## Set problem:
Return exactly the lines that run from the one containing "Target: sky" to the end of the entries, with both ends included.

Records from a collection
========

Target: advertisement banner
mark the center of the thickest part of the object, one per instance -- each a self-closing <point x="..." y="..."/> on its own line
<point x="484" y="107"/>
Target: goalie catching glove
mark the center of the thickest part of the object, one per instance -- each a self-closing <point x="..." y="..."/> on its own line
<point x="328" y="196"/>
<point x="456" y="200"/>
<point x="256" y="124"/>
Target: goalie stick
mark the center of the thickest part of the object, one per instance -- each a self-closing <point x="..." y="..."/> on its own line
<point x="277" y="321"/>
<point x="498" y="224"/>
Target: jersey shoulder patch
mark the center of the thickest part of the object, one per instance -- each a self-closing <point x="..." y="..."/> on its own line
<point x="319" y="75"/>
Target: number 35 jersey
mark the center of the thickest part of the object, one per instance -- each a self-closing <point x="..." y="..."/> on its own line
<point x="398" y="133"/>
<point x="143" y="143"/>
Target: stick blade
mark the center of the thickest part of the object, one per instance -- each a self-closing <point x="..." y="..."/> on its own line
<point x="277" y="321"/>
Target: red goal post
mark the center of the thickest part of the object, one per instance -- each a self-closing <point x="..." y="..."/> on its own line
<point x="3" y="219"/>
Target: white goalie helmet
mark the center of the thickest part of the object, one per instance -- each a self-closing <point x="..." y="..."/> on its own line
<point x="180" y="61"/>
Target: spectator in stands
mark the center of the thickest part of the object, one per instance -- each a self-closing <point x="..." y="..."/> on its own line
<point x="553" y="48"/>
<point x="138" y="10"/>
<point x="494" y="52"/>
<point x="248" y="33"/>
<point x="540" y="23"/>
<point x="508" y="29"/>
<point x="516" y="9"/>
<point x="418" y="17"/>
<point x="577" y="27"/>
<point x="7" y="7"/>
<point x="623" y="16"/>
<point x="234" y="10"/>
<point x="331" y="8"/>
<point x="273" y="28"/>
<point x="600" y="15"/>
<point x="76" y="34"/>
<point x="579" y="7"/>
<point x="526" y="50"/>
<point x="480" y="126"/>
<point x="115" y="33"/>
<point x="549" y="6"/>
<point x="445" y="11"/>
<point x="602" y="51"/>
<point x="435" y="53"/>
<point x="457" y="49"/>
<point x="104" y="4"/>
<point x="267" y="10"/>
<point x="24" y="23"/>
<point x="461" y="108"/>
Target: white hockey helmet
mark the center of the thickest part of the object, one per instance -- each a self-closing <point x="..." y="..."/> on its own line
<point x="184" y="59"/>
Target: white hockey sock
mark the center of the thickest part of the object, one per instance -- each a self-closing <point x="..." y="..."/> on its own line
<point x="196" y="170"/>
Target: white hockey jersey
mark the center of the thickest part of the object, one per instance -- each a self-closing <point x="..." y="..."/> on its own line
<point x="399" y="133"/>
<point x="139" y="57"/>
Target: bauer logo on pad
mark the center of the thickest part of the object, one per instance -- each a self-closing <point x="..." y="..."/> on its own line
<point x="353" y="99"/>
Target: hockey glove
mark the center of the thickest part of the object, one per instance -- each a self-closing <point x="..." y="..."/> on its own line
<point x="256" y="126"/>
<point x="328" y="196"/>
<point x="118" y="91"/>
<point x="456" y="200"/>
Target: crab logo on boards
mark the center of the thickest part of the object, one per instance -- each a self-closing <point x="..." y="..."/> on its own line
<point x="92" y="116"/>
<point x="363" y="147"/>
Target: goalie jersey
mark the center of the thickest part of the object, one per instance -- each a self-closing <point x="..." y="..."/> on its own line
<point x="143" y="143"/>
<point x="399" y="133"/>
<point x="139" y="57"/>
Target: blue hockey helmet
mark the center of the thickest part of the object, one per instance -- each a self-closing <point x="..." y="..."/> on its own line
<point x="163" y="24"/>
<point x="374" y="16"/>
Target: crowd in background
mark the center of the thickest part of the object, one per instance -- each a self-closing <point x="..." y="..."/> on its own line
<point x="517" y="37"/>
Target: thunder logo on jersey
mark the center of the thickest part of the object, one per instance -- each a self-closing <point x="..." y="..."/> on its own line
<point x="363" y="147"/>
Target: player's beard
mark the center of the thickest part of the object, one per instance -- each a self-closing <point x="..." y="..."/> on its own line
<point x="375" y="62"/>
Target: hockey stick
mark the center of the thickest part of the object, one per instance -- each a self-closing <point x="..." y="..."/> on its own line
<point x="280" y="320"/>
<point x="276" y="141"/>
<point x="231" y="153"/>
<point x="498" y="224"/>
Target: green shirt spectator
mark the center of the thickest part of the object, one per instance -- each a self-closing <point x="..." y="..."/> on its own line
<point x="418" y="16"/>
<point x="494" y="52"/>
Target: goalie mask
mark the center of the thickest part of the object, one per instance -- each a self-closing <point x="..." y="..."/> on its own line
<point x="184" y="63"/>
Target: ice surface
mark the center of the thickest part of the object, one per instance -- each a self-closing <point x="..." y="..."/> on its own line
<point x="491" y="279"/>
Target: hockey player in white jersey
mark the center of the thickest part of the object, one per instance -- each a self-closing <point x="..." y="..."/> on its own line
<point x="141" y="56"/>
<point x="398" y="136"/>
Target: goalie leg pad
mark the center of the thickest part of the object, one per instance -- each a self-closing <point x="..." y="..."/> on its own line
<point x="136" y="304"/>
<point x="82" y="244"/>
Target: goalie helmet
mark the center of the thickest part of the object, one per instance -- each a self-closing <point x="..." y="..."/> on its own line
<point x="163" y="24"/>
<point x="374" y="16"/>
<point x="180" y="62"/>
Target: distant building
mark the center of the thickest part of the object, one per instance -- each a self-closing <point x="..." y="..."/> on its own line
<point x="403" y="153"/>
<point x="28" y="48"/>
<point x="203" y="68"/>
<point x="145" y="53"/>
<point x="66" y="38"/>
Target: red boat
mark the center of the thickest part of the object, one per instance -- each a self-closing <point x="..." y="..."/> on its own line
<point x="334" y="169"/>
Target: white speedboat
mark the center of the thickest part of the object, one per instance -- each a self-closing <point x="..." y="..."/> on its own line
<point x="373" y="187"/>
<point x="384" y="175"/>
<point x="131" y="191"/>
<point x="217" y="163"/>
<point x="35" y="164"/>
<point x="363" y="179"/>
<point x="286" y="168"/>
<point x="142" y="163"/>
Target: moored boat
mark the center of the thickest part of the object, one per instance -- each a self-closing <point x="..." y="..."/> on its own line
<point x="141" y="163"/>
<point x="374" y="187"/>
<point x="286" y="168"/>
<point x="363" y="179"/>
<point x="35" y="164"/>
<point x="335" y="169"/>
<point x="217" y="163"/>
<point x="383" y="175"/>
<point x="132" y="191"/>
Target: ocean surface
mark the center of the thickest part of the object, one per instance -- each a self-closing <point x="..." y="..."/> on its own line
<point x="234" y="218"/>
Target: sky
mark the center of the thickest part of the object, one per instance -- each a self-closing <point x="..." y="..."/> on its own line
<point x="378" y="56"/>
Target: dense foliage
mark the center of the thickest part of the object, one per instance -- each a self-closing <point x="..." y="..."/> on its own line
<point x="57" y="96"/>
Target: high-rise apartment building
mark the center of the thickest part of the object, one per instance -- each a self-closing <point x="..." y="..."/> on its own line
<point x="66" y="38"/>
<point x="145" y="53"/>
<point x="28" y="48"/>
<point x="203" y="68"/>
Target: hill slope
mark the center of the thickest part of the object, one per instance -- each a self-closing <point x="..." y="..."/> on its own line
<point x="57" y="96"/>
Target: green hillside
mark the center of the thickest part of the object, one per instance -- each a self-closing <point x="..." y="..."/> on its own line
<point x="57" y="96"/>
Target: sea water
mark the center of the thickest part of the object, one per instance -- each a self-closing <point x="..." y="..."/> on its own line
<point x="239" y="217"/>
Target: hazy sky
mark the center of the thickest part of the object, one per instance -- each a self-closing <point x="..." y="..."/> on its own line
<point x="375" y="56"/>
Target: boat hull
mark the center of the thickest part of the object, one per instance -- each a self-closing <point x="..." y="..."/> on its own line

========

## Final result:
Target: sky
mark the center of the thickest part of the object, one per instance -- each a self-closing <point x="..." y="..."/> on its own line
<point x="378" y="56"/>
Target: dense foliage
mark the center of the thickest part of the object, one per instance -- each a self-closing <point x="..." y="..."/> on its own line
<point x="57" y="96"/>
Target: high-rise apartment building
mark the center of the thickest part of the object, one per instance -- each a self-closing <point x="..." y="..."/> on its own line
<point x="66" y="38"/>
<point x="145" y="53"/>
<point x="28" y="48"/>
<point x="203" y="68"/>
Target: hill slope
mark the center of the thickest part of the object, one per instance -- each a self-closing <point x="..." y="..."/> on its own line
<point x="57" y="96"/>
Target: green hillside
mark the center of the thickest part of the object, one per instance -- each a self-closing <point x="..." y="..."/> on its own line
<point x="57" y="96"/>
Target: sea water
mark the center of the thickest part of the object, one per instance -- each a self-closing <point x="..." y="..."/> on its own line
<point x="239" y="217"/>
Target: hazy sky
mark the center of the thickest part of the object, one per instance -- each a self-closing <point x="..." y="..."/> on its own line
<point x="375" y="56"/>
Target: boat hull
mark the center of the thickest part of the object, one per instance -- each a self-closing <point x="..." y="..."/> on its own line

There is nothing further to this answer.